Task goal
Arrange the material as a two-column CSV with the headers request and answer, covering only everything from the line containing "axe strapped to" down to the line containing "82 226 L 76", both lines included. Place each request's text and its answer in a single quoted field, with line breaks replaced by spaces.

Excerpted records
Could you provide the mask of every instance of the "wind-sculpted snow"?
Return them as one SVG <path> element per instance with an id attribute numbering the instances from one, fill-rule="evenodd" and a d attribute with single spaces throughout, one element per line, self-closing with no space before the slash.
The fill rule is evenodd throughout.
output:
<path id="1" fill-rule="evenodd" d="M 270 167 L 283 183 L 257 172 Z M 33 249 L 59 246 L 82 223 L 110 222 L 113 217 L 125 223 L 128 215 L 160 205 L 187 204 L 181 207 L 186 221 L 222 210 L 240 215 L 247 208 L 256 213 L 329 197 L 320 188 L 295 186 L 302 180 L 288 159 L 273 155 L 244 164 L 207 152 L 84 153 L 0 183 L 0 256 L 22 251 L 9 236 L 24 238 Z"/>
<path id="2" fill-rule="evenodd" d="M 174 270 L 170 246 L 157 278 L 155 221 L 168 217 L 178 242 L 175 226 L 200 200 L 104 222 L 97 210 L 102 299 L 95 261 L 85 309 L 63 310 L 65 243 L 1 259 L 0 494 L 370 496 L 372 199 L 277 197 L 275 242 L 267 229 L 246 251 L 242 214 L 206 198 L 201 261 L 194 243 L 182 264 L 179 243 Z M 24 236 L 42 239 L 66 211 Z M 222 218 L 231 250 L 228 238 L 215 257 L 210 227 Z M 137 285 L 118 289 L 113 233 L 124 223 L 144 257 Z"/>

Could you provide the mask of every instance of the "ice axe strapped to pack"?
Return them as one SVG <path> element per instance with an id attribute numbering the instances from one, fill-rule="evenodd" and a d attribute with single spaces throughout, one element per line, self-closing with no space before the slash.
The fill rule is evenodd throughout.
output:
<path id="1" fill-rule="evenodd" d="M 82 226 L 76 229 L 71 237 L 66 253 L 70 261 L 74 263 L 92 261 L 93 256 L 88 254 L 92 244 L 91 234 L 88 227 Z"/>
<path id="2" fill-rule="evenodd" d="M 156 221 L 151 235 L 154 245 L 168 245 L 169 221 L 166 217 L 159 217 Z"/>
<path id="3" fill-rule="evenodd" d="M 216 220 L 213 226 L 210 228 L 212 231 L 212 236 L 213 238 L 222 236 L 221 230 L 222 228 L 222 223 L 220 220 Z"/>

Exercise solution
request,answer
"Could you provide the mask of every instance of the ""ice axe strapped to pack""? Return them as one SVG <path> element per instance with an id attribute numbering the instances from one, fill-rule=""evenodd"" and a d attribute with single spaces throughout, one element per line, self-closing with no space before the slash. The fill rule is evenodd throughout. output:","<path id=""1"" fill-rule=""evenodd"" d=""M 82 226 L 76 229 L 71 237 L 66 253 L 70 261 L 74 263 L 92 261 L 93 256 L 88 254 L 92 244 L 91 234 L 88 227 Z""/>"